(GOAL) Write out the whole of the material exactly.

--- start STORED DATA ---

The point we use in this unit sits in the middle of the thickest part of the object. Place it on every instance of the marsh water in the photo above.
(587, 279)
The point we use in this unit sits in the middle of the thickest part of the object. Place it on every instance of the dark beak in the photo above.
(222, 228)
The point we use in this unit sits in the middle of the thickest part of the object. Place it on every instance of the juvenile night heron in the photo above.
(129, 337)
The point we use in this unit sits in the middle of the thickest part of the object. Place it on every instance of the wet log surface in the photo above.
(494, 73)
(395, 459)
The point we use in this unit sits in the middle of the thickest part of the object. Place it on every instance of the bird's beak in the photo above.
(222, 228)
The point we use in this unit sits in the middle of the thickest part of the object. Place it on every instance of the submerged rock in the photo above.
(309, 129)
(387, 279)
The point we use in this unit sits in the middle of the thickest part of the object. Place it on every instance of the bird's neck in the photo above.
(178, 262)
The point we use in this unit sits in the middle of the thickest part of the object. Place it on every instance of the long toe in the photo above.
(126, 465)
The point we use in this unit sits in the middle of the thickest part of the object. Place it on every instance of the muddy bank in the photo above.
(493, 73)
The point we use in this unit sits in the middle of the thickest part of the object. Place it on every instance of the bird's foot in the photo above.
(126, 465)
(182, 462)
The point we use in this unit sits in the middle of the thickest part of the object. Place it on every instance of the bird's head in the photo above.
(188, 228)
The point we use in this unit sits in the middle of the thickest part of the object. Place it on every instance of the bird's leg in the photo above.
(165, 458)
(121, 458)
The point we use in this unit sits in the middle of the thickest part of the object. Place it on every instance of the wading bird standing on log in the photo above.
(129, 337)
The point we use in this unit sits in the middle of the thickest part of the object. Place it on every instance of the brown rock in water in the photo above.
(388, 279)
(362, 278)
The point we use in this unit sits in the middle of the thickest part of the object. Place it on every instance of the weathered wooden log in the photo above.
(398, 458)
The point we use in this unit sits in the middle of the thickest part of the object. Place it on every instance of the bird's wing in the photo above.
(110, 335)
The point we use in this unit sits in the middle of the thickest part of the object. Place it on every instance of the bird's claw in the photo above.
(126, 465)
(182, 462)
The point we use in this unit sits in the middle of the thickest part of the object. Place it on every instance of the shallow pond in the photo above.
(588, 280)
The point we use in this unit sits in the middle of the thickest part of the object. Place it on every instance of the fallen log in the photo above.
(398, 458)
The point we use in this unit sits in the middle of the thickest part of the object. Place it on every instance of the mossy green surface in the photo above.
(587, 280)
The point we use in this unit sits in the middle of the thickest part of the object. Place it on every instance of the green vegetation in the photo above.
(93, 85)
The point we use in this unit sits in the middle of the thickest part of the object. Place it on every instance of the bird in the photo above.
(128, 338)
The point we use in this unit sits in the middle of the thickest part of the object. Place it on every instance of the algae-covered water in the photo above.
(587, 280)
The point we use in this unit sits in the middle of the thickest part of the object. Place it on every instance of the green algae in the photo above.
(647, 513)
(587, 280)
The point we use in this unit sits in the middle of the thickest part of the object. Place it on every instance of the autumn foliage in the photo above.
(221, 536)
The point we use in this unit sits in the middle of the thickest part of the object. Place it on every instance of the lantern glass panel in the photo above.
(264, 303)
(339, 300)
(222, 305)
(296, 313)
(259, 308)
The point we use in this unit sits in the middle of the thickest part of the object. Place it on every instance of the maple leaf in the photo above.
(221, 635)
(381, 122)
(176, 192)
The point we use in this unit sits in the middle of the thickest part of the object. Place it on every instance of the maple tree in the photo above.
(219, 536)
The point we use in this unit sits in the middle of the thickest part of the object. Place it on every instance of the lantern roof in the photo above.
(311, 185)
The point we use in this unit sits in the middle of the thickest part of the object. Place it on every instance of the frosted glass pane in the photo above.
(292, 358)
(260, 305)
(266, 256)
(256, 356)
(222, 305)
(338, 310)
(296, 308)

--- end STORED DATA ---

(EXPECTED OUTPUT)
The point we use in this unit sits in the middle of the thickest part of the object. Place it on every instance of the marsh water in the photo above.
(587, 279)
The point we use in this unit sits in the middle of the thickest part of the object. Place it on every instance of the dark beak in the photo above.
(222, 228)
The point we use in this unit sits in the middle of the thickest part of the object. Place it on every instance of the juvenile night heron in the photo above.
(129, 337)
The point we use in this unit sits in the middle of the thickest part of the object. Place it on every instance of the wet log surface in the photo above.
(494, 73)
(395, 459)
The point we use in this unit sits in the middle of the thickest part of the object. Place it on every instance of the bird's beak in the photo above.
(222, 228)
The point we use in this unit sits in the middle of the thickest part of the object. Place it on every instance of the submerged rock in the photo above.
(309, 129)
(387, 279)
The point we use in this unit sits in the middle of the thickest part of the object. Place it on every instance of the bird's neck in the photo above.
(178, 262)
The point we use in this unit sits in the middle of the thickest part of the object. Place it on every instance of the long toe in the photo above.
(126, 465)
The point we use in this unit sits in the middle of the thickest part of the object. Place it on every instance of the muddy bank in the photo above.
(493, 73)
The point we use in this unit sits in the middle of the thickest part of the object. Place it on every instance of the bird's foot in the photo above.
(126, 465)
(182, 462)
The point we use in this unit sits in the middle of the thickest part of the object. Place it on every instance of the bird's head in the photo above.
(188, 228)
The point we use in this unit sits in the middle of the thickest part of the object. Place it on every instance of the bird's leg in the photo above.
(165, 458)
(121, 458)
The point we use in this unit sits in the middle of the thickest part of the object. Place it on every instance of the wading bird standing on log in the photo above.
(129, 337)
The point we use in this unit sits in the middle of the thickest part of the object. Place it on every instance of the brown rock in water in the photo above.
(388, 279)
(362, 278)
The point we use in this unit sits in the middle of the thickest part of the object. Place it on every instance of the weathered wooden log in the photo above.
(398, 458)
The point we use in this unit sits in the middle of the thickest part of the object. Place it on every instance of the bird's wing in the photo above.
(110, 335)
The point we use in this unit sits in the middle of the thickest part of the object. Place it on every instance of the bird's claw in the photo above.
(126, 465)
(182, 462)
The point we use in this unit sits in the middle of the thickest part of the object. Place it on every instance of the shallow pond in the photo above.
(588, 280)
The point we use in this unit sits in the middle of the thickest part of the object. Place it on every instance of the fallen log in the photo above.
(398, 458)
The point we use in this unit sits in the middle of the thickest part of the object. Place it on every instance of the mossy green surface in the photo above.
(587, 280)
The point we use in this unit sits in the middle of the thickest part of the object. Place it on every instance of the green vegetation in the photo above.
(93, 85)
The point we use in this unit sits in the middle of the thickest part of the object. Place it on every instance of the bird in the photo above.
(128, 338)
The point we use in this unit sits in the middle of the thickest part of the object. Place it on every instance of the algae-covered water in the photo above.
(587, 280)
The point we use in this unit sits in the middle of the thickest part of the object. Place it on every instance of the green algae in the photo above.
(647, 513)
(587, 280)
The point we use in this unit sits in the middle of the thickest part of the object. Place it on every instance of the autumn foliage in the photo above.
(221, 536)
The point we use in this unit sits in the middle of the thickest part of the object. Place it on every instance of the lantern glass panel in the photo above.
(264, 303)
(339, 300)
(222, 305)
(296, 313)
(259, 308)
The point we use in this unit sits in the middle of the thickest part of the object. Place it on every instance of the maple leaf in the photo above.
(221, 635)
(381, 122)
(176, 192)
The point we use in this unit sits in the middle of the thickest part of the object. Place it on every instance of the maple tree in the photo above.
(219, 536)
The point we use in this unit sits in the middle of the thickest part of the object. Place it on every instance of the lantern roof in the photo above.
(311, 185)
The point we use in this unit sits in the middle of the thickest part of the object. Place it on every instance of the frosted glass pane in the photo above.
(292, 358)
(260, 305)
(266, 256)
(256, 356)
(222, 305)
(338, 310)
(296, 308)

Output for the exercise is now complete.